- [SOURCE EXTRACT]

▽

# How to Prepare a Basswood Carving for Painting and Staining



## Druid

For the Basswood (Linden wood) carvers, there is often the question of how the wood should be prepared for painting or staining. 
Fred Zavadil, a Canadian master wood carver, has a well presented method on his site . . . http://www.fredzavadilwoodcarving.com/
I would suggest that you also take the time to have a good look around all of his site so that you don't miss any of his excellent information.
The information and video on preparing Basswood can be found at . . .
http://www.fredzavadilwoodcarving.com/1719/how-to-prepare-carving-painting-staining-finishing/

Happy carving.


----------



## tywalt

Timely post. I'm just finishing up a basswood carving and was considering finishing methods. Thanks for sharing!


----------



## Grumpy

Thanks John


----------



## Druid

Hope you find the information as helpful as I did.
I was fortunate enough to have seen some of Fred's carvings when I lived near Toronto, and my favourite one that I saw "live" is his Archer.
If you ever have the opportunity to meet Fred, make sure you take the time to do so. It will be worth it.


----------



## lew

Thanks, John. I envy folks who can carve figures from a block of wood.


----------



## Druid

Glad you enjoyed it Lew.
BTW . . . Most of the figure carvers envy your ability to produce those beautiful rolling pins.


----------



## Druid

Update of additional details from Fred and Hana Zavadil . . .
"I am glad the info could help someone, just hope they realize this is only for inside carvings and for basswood and also that they really, really have to put a LOT of the sealer on, especially on the ends!!!! And also that the first time they try the method, they try it on something else, not on the actual carving!!!! It is a skill and it takes time to do it well …. " 
My thanks to Fred and Hana for adding these additional details.


----------

△

- [TO-DO LIST]
[1] In the basswood carving thread, how is Fred Zavadil described?
[2] Reproduce the stretch of the basswood carving thread from "For the Basswood" through "his excellent information.", word for word.

- [DATA SECTION]
▽

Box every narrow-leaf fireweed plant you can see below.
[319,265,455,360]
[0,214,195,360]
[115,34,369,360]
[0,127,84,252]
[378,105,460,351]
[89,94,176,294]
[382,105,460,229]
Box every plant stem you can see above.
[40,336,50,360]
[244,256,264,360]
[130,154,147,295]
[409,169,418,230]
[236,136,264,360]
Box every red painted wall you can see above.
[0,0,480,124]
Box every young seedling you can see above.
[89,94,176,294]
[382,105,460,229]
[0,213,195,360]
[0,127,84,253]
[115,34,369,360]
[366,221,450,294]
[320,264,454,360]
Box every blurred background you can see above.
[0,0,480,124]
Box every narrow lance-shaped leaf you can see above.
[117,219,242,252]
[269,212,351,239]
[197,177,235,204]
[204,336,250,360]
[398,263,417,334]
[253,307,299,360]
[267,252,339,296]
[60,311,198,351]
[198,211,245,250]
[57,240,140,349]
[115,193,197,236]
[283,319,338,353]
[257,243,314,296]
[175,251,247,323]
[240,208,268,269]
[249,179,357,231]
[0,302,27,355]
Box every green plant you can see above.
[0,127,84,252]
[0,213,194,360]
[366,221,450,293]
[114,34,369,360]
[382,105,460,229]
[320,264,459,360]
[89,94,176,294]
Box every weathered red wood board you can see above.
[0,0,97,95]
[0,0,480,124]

△

- [LIST OF SOLUTIONS]
[1] He is described as a Canadian master wood carver.

[2]
For the Basswood (Linden wood) carvers, there is often the question of how the wood should be prepared for painting or staining. 
Fred Zavadil, a Canadian master wood carver, has a well presented method on his site . . . http://www.fredzavadilwoodcarving.com/
I would suggest that you also take the time to have a good look around all of his site so that you don't miss any of his excellent information.